- _SOURCE MATERIAL_
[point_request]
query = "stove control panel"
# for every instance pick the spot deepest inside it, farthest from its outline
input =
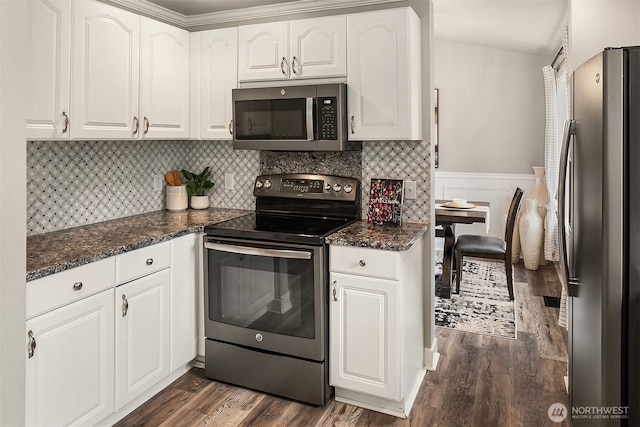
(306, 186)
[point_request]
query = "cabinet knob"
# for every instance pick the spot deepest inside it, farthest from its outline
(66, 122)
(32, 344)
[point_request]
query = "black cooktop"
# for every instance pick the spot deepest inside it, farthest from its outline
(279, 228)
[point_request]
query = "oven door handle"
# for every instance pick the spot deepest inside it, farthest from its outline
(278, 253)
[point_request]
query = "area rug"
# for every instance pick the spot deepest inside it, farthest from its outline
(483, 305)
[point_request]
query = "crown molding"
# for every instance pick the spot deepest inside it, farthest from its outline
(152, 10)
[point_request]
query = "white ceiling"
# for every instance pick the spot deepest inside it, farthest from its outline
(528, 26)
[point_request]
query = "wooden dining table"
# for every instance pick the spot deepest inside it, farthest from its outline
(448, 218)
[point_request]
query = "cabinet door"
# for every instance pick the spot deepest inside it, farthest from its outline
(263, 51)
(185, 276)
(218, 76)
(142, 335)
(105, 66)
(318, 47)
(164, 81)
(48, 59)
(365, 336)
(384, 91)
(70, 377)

...

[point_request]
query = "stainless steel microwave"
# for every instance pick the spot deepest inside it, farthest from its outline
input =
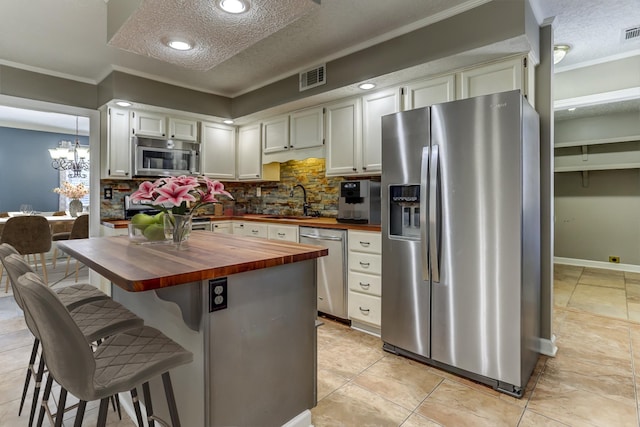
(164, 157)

* * *

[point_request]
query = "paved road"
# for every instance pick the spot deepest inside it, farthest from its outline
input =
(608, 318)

- _ACTIVITY_
Scan the listing for the string "door" and copy every line that carries it.

- _RESPONSE_
query = "oven door handle"
query = "cabinet door"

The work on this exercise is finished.